---- Provided entries

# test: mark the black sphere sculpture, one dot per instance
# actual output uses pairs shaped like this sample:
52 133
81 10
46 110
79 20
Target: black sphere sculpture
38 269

--------

Exercise requirements:
Please output every line of the data above as a JSON list of strings, one string per line, and leave out blank lines.

Result of this exercise:
[
  "# test: mark the black sphere sculpture, one dot per instance",
  "# actual output uses pairs shaped like this sample:",
  "52 133",
  "81 10",
  "46 110",
  "79 20",
  "Target: black sphere sculpture",
  "38 269"
]